** Extract to read follows **
Matrices and quaternions take different approaches to describing rotations: a matrix sees a rotation as a linear function, and quaternions see rotations as a group (confusingly represented with matrices, this field is called representation theory if you want to know more).

So the answer to your question: there are linear functions that quaternions cannot describe. And quaternions can only describe a very specific class of linear functions (with some rather complicated maths behind them).

eru•12mo ago
Quaternions only have four fixed dimensions. For neural networks you need many, many more dimensions.
benob•12mo ago
I think you are mixing things. Quaternions are in the same category as complex numbers. They can be represented as matrices, and there are probably nice uses of matrices where the element is a quaternion (such as QDNNs) instead of a real number. My experience is that in massive architectures such as LLMs, simpler forms are more successful unless there is a true benefit to representing things with more elaborate types of scalars (such as in physics, or 3d graphics).
chasd00•12mo ago
In the hardware world are there risks of taking advantage of a bug knowing that the manufacturer may someday fix the bug? I know in the software world it's a bad idea to leverage a bug in a platform to enable a feature (or fix another bug). The bug you're counting on being present may get fixed 15 years in the future and then your system explodes and no one knows why.

edit: seems like there was a recent discussion about something similar... undefined behavior in some C function iirc

vlovich123•12mo ago
Undefined behavior in C/C++ has been discussed for a very very long time. I'd say the impact of it when combined with optimizing compilers first came to broader public awareness around the 2010ish time frame (maybe 2013?) which is now about 12+ years old.
** End of Extract to read **
** Material shown follows **
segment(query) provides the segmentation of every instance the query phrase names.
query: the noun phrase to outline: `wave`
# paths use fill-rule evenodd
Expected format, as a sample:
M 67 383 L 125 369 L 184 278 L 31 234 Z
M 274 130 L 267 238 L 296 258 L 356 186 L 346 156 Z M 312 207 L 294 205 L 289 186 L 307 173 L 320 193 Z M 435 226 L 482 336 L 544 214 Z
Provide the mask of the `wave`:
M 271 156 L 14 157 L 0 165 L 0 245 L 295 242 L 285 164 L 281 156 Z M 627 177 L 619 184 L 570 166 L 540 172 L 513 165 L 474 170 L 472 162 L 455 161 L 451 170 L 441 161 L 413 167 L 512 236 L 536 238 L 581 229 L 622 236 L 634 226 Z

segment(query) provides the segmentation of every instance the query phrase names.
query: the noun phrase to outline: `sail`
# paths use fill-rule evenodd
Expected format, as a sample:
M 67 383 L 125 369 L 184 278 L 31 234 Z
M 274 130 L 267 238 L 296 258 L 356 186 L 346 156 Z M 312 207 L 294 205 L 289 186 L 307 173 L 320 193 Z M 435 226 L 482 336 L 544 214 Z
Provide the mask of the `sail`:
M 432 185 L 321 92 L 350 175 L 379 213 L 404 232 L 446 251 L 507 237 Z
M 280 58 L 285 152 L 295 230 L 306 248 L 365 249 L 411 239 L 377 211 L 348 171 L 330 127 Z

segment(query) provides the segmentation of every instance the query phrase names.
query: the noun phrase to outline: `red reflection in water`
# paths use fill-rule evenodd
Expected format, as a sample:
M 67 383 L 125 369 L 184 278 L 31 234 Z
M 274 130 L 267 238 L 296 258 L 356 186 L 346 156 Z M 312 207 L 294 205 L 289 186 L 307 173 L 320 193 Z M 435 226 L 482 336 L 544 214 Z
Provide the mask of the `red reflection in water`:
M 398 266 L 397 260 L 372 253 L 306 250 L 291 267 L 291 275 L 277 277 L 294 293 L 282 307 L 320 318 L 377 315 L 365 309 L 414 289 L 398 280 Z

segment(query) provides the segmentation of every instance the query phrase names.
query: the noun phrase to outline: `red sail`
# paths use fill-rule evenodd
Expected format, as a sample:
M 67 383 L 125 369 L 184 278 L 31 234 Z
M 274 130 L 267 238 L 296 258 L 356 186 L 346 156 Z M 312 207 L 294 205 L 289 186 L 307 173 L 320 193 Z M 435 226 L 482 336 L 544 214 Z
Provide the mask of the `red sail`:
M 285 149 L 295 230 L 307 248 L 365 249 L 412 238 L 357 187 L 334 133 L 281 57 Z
** End of Material shown **
Check your understanding
A: Can you copy the forum thread word for word from "eru•12mo ago" up to and including "or 3d graphics)."?
B: According to the forum thread, why is it a bad idea in the software world to leverage a bug in a platform to enable a feature? Answer in one to three sentences.
C: Does the forum thread agree with each statement below? Answer yes or no for each and quote the deciding words.
(i) Quaternions can describe every linear function.
(ii) Quaternions belong to the same category as complex numbers.
(iii) Undefined behavior in C/C++ has only recently begun to be discussed.

Task responses
A:
eru•12mo ago
Quaternions only have four fixed dimensions. For neural networks you need many, many more dimensions.
benob•12mo ago
I think you are mixing things. Quaternions are in the same category as complex numbers. They can be represented as matrices, and there are probably nice uses of matrices where the element is a quaternion (such as QDNNs) instead of a real number. My experience is that in massive architectures such as LLMs, simpler forms are more successful unless there is a true benefit to representing things with more elaborate types of scalars (such as in physics, or 3d graphics).

B: The bug being relied on may get fixed years later, with 15 years given as an example. Then the system explodes and no one knows why.

C:
(i) No: "there are linear functions that quaternions cannot describe."
(ii) Yes: "Quaternions are in the same category as complex numbers."
(iii) No: "Undefined behavior in C/C++ has been discussed for a very very long time."